● **Problem description**
Would you quote every entry exactly, dropping only the pictures?

● **Available records**
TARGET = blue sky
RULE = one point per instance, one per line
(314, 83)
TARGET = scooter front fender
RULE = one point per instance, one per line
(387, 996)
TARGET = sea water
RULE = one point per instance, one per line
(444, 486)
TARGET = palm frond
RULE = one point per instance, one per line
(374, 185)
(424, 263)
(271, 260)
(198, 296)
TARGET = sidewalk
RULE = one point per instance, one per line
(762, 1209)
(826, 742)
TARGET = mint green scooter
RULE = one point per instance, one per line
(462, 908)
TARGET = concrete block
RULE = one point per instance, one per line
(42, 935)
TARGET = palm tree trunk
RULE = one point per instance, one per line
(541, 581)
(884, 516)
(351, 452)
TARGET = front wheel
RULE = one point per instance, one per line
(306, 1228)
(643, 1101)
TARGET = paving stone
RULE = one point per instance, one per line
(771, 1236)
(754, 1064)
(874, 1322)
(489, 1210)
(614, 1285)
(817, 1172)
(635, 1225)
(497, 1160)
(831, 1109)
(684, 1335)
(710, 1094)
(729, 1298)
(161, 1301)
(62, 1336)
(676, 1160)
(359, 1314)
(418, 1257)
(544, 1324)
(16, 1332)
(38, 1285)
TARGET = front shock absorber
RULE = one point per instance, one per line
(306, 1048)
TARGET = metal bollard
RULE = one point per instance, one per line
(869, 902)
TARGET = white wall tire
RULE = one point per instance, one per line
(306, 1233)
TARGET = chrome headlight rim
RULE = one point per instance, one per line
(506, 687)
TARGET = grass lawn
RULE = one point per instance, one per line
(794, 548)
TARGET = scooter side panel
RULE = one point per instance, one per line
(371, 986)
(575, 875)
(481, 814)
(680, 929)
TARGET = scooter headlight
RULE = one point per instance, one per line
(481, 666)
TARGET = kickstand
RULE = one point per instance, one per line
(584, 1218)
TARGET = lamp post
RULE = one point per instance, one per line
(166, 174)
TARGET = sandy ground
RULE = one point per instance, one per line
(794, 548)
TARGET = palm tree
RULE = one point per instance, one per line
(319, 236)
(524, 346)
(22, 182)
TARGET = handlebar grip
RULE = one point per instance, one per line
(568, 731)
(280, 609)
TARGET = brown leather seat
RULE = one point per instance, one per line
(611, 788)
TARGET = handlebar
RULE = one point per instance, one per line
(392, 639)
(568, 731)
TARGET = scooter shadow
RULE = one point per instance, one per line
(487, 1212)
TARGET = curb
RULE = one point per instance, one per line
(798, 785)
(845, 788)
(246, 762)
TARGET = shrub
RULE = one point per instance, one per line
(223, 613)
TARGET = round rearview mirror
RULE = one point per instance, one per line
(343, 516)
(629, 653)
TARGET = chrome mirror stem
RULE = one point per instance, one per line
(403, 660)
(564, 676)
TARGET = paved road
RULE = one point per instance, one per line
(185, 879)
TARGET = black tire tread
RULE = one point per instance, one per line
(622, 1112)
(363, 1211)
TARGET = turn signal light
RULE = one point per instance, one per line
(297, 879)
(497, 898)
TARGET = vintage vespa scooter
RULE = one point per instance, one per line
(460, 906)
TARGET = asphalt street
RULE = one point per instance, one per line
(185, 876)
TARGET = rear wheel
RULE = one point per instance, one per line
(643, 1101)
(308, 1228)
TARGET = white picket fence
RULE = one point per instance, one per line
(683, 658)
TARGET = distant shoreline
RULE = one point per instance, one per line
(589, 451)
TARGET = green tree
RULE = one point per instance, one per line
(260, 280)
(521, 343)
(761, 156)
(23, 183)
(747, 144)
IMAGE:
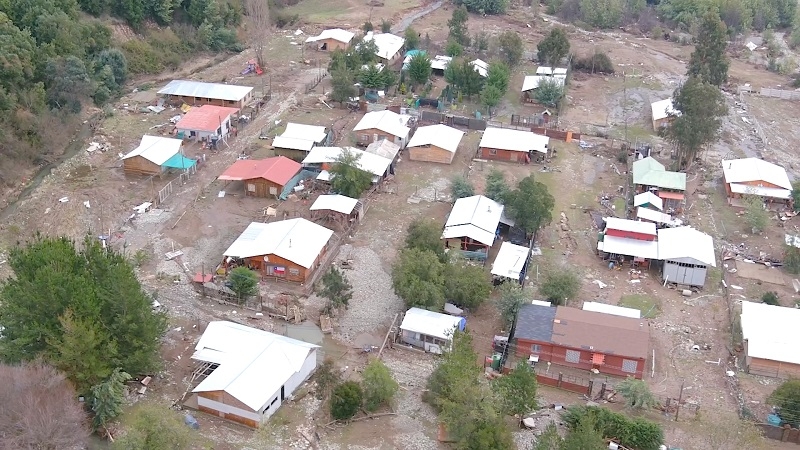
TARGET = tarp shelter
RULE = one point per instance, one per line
(511, 261)
(252, 371)
(430, 330)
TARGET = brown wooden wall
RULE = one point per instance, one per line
(430, 153)
(138, 165)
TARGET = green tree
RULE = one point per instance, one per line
(379, 386)
(709, 62)
(458, 26)
(155, 427)
(342, 88)
(517, 391)
(336, 288)
(702, 107)
(346, 400)
(496, 186)
(419, 68)
(560, 286)
(460, 187)
(511, 47)
(60, 295)
(466, 285)
(787, 398)
(108, 398)
(637, 394)
(512, 297)
(347, 177)
(549, 92)
(553, 48)
(418, 279)
(412, 38)
(530, 205)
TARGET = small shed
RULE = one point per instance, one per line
(430, 330)
(152, 156)
(263, 177)
(686, 253)
(435, 143)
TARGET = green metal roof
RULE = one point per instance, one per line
(649, 172)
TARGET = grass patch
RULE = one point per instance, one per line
(644, 303)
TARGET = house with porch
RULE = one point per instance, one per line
(289, 250)
(650, 175)
(754, 176)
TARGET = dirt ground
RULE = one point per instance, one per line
(201, 224)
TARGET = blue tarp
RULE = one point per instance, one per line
(179, 162)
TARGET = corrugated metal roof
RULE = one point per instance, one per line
(297, 240)
(514, 140)
(755, 169)
(432, 323)
(442, 136)
(771, 332)
(186, 88)
(253, 364)
(156, 149)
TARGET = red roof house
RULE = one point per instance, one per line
(262, 177)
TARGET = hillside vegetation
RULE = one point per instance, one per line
(58, 56)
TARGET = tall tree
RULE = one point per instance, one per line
(347, 176)
(698, 120)
(530, 205)
(709, 62)
(39, 410)
(553, 48)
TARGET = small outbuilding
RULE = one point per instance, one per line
(434, 143)
(248, 373)
(154, 155)
(430, 330)
(332, 39)
(506, 144)
(687, 253)
(262, 177)
(200, 93)
(207, 122)
(770, 334)
(288, 249)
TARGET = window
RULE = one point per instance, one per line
(573, 356)
(629, 365)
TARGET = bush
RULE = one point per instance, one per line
(346, 400)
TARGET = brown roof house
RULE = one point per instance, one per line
(264, 177)
(587, 340)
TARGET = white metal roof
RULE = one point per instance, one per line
(662, 109)
(439, 135)
(156, 149)
(648, 198)
(297, 240)
(612, 309)
(755, 169)
(430, 323)
(253, 364)
(771, 332)
(187, 88)
(338, 203)
(368, 162)
(336, 34)
(629, 247)
(386, 121)
(510, 260)
(387, 43)
(474, 217)
(686, 242)
(514, 140)
(634, 226)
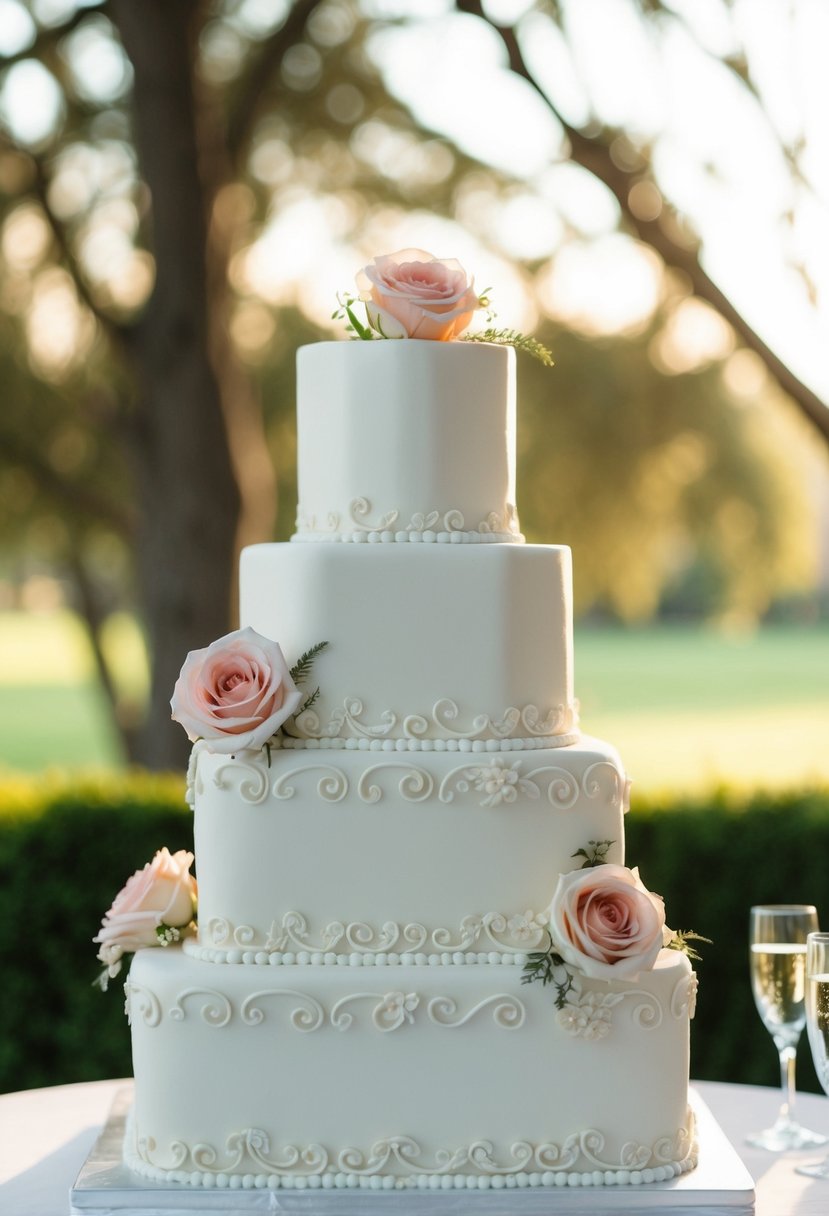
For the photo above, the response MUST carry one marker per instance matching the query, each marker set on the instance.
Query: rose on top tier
(604, 922)
(411, 294)
(150, 910)
(236, 693)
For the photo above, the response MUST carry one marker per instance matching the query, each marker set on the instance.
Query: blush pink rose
(605, 922)
(235, 693)
(163, 894)
(411, 294)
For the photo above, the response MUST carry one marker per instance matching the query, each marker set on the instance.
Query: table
(45, 1136)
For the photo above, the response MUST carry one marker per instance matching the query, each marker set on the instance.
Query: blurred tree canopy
(147, 360)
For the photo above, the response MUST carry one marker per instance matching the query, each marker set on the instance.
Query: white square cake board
(720, 1186)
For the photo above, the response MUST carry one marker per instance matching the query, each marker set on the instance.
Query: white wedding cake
(376, 873)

● **Output for this task**
TARGET = blue sky
RULE = one point per instance, one per line
(314, 83)
TARGET = scooter front fender
RULE = one point per instance, one per line
(387, 996)
TARGET = sea water
RULE = one point per instance, one per line
(444, 486)
TARGET = palm frond
RULE = one point per instance, one per line
(374, 185)
(424, 263)
(271, 260)
(198, 296)
TARGET = sidewalk
RULE = one point per instance, one per line
(762, 1209)
(826, 742)
TARGET = mint green scooter
RULE = one point per instance, one per line
(462, 908)
TARGET = concrete block
RULE = one point per instance, one per line
(42, 935)
TARGET = palm tree trunk
RULE = one point per instance, one per line
(541, 581)
(884, 516)
(351, 452)
TARGET = front wheel
RULE = one point per instance, one per line
(306, 1228)
(643, 1101)
TARGET = paving stone
RULE = one point per instance, one per line
(771, 1236)
(754, 1064)
(874, 1322)
(489, 1210)
(614, 1285)
(817, 1172)
(635, 1225)
(497, 1160)
(831, 1109)
(684, 1335)
(710, 1094)
(729, 1298)
(161, 1301)
(62, 1336)
(676, 1160)
(359, 1314)
(418, 1257)
(544, 1324)
(16, 1332)
(38, 1285)
TARGET = front shock absorber
RULE = one point per instance, one per line
(306, 1048)
TARGET = metal bollard
RULE = one point per instance, one per line
(869, 902)
TARGET = white wall tire
RULE = one point per instance, one per line
(306, 1233)
TARGET = chrome headlight rim
RULE = one point per instance, one per line
(506, 687)
TARGET = grass lawn
RULE = one point per instance, one per line
(794, 548)
TARGET = scooter side panel
RULE = one point per instance, one per line
(371, 986)
(575, 875)
(481, 814)
(680, 929)
TARGET = scooter headlight
RULE = one point per instance, one per line
(481, 666)
TARGET = kickstand
RULE = one point per instance, one per line
(584, 1218)
TARGET = lamp post
RULE = one point per instance, one per line
(166, 174)
TARGET = sandy ground
RULE = one point per instance, one per line
(794, 548)
TARGET = palm tree
RULE = one point per instance, one per line
(319, 236)
(524, 346)
(22, 182)
TARGET = handlebar grip
RULE = one point per instance, one per line
(568, 731)
(280, 609)
TARGET = brown leather seat
RULE = one point per instance, one per line
(611, 788)
TARGET = handlebar
RULE = one point per instance, one per line
(392, 639)
(568, 731)
TARGET = scooter shadow
RULE = one point per instance, one per line
(487, 1212)
TARGET = curb
RULE = one point per instance, one per line
(798, 785)
(845, 788)
(246, 762)
TARGET = shrub
RULE = one point per instance, one per line
(223, 613)
TARGET = round rearview mirror
RULE = one point per instance, one per line
(343, 516)
(629, 653)
TARGET = chrome mirror stem
RULE = one point per instance, one per line
(403, 660)
(564, 676)
TARGET = paved road
RULE = one point per instance, one per line
(185, 879)
TARGET = black tire tread
RULE = one point per instance, one per line
(622, 1112)
(363, 1211)
TARGET = turn signal light
RULE = one point per instance, one per line
(297, 879)
(497, 898)
TARGET = vintage vespa scooter
RULE = one point per instance, one per line
(460, 906)
TARGET = asphalt street
RULE = one point per instance, one per line
(185, 876)
TARGET = rear wheel
RULE = one point per instance, one per line
(643, 1101)
(308, 1228)
TARGET = white picket fence
RULE = one point per instance, one per line
(683, 658)
TARGET = distant shoreline
RULE = one point per instance, one per line
(589, 451)
TARGET = green tree
RULE = one point per instance, one per line
(260, 280)
(521, 343)
(761, 156)
(23, 183)
(747, 144)
IMAGE:
TARGET = tarp shelter
RULE = one point per instance, one per line
(511, 261)
(252, 371)
(430, 330)
TARGET = brown wooden wall
RULE = one point per instance, one per line
(430, 153)
(138, 165)
TARGET = green tree
RULE = one point per instance, one per line
(379, 386)
(709, 62)
(458, 26)
(155, 427)
(342, 88)
(517, 391)
(336, 288)
(702, 107)
(346, 400)
(496, 186)
(419, 68)
(560, 286)
(460, 187)
(511, 47)
(60, 295)
(466, 285)
(787, 398)
(108, 398)
(637, 394)
(512, 297)
(347, 177)
(549, 92)
(553, 48)
(418, 279)
(412, 38)
(530, 205)
TARGET = small shed
RULE = one point per instance, one per line
(430, 330)
(152, 156)
(263, 177)
(686, 253)
(435, 143)
TARGET = green metal roof
RULE = one point per instance, one per line
(649, 172)
TARGET = grass patch
RULE = one point per instance, one per line
(644, 303)
TARGET = house with porch
RULE = one point per instance, one per line
(289, 250)
(650, 175)
(754, 176)
TARGET = dirt ground
RULE = one point per instance, one per line
(201, 224)
TARGET = blue tarp
RULE = one point per instance, one per line
(179, 162)
TARGET = corrugated metal roof
RULE = one point per instance, one per line
(297, 240)
(514, 140)
(755, 169)
(432, 323)
(442, 136)
(771, 332)
(186, 88)
(253, 364)
(156, 149)
TARGET = red roof house
RULE = one point per instance, one per line
(262, 177)
TARGET = hillside vegetation
RULE = one point per instance, one per line
(58, 56)
TARGET = tall tree
RULE = one point per instance, one per line
(347, 176)
(698, 120)
(530, 205)
(709, 62)
(39, 410)
(553, 48)
TARGET = small outbuilding
RULE = one point per instance, one per line
(434, 143)
(248, 373)
(154, 155)
(430, 330)
(332, 39)
(506, 144)
(687, 253)
(262, 177)
(200, 93)
(207, 122)
(770, 334)
(288, 249)
TARGET = window
RULE = one point per instance, one per line
(573, 356)
(629, 365)
TARGET = bush
RULE = one point per instance, one per line
(346, 400)
TARGET = brown roof house
RULE = one point per instance, one per line
(264, 177)
(587, 340)
TARGET = white metal roof
RULE = one point per instance, one per line
(662, 109)
(439, 135)
(156, 149)
(648, 198)
(297, 240)
(612, 309)
(755, 169)
(430, 323)
(253, 364)
(771, 332)
(187, 88)
(338, 203)
(368, 162)
(336, 34)
(629, 247)
(386, 121)
(510, 260)
(387, 43)
(474, 217)
(686, 242)
(514, 140)
(634, 226)
For the photo above, the response MUST carry one marker per instance matching the query, each marker set on the instance.
Query: rose on top tier
(604, 922)
(411, 294)
(150, 910)
(236, 693)
For the photo above, the response MUST carry one marker per instance matching the query, each marker set on the instance.
Query: blush pink rose
(605, 922)
(235, 693)
(163, 894)
(411, 294)
For the photo above, the response MUST carry one marker per instance matching the query, each marker set on the instance.
Query: table
(45, 1136)
For the photo above, the response MUST carry one marker per instance matching the query, each marker set on the instance.
Query: blurred tree canopy
(147, 360)
For the photo above, the response MUST carry one marker per instance matching the query, each marker set on the instance.
Query: white square cake board
(720, 1186)
For the photo above, the response MUST carry one marker per instance matching the query, each marker set on the instance.
Query: white wedding cake
(376, 873)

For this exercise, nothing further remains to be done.